● WRITTEN EXERCISE:
Answer these from the paragraph on alumina vacuum chucks below:
(a) What damages the substrate when alumina serves as a vacuum chuck for FPD?
(b) Which compound forms when both MnO2 and TiO2 are added to alumina?
(c) Which low-resistance second phase forms when MnO2 is added to alumina?

● SELECTED EXTRACT:

§ §

However, if alumina is used as a vacuum chuck for FPD, a electric charge will be polarized inside the metal layer of thin film due to its high electrical resistance, resulting in a spark discharge and damaging the substrate.6) Therefore, a study on the control of electrical properties of alumina is urgently required in order to solve such electrostatic polarization. To solve such problem metallic oxides are added to alumina and such methods include the method to add both MnO2 and TiO2 to form MnTiO3 or add MnO2 to alumina, forming the second phase with low electrical resistance such as MnAl2O4 and the method to add TiO2 to form excess electron, and it is possible to lower the electrical resistance of alumina through such methods.

§ §

● GIVEN ENTRIES:
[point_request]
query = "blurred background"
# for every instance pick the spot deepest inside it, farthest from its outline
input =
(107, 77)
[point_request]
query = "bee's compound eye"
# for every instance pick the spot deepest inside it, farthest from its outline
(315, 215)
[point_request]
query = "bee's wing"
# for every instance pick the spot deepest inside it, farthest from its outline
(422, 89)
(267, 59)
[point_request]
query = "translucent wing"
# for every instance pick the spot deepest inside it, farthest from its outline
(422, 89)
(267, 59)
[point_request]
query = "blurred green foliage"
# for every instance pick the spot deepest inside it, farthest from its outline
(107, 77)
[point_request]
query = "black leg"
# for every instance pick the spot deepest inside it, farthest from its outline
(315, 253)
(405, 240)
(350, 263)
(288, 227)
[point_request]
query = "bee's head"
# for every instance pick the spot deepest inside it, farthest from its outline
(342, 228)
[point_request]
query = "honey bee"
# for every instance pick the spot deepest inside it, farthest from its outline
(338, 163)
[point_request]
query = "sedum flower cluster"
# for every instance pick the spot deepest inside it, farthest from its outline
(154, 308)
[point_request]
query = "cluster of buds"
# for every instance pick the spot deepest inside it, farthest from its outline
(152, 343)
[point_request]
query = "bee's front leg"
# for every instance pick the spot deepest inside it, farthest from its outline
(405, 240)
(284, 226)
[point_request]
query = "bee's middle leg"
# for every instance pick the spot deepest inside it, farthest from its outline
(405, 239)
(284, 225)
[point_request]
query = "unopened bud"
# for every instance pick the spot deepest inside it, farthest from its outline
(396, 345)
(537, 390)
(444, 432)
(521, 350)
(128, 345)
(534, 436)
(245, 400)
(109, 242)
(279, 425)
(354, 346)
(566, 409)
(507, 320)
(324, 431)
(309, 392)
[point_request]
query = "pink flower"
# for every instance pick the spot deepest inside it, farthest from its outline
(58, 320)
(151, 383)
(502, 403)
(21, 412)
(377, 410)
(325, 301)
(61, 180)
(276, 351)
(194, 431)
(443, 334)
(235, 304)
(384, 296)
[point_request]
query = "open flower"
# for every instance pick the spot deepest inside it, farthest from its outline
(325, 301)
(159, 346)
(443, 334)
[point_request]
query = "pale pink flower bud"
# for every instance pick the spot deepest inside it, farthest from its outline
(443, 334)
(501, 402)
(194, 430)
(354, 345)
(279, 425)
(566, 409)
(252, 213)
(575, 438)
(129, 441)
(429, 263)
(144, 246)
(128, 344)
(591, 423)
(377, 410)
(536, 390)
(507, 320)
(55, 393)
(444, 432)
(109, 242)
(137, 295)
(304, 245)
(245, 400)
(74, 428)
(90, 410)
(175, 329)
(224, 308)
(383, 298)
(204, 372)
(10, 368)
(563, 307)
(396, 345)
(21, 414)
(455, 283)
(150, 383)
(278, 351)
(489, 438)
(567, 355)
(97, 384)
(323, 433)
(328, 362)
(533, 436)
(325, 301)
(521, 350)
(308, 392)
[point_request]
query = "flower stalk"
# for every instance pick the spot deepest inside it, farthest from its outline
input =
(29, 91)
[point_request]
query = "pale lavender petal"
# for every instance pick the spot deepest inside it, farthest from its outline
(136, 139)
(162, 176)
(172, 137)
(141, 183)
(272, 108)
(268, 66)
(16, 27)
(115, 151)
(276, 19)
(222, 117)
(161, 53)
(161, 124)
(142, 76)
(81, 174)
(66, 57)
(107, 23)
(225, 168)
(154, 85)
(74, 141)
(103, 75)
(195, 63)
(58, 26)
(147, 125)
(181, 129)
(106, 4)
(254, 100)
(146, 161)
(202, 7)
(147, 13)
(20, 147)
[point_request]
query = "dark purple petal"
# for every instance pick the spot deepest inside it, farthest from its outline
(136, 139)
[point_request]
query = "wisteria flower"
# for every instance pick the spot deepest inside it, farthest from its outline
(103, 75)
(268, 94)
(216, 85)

§ §

● RESPONSE TO THIS TASK:
(a) Because of alumina's high electrical resistance, an electric charge becomes polarized inside the metal layer of the thin film and causes a spark discharge, which damages the substrate.
(b) MnTiO3.
(c) MnAl2O4.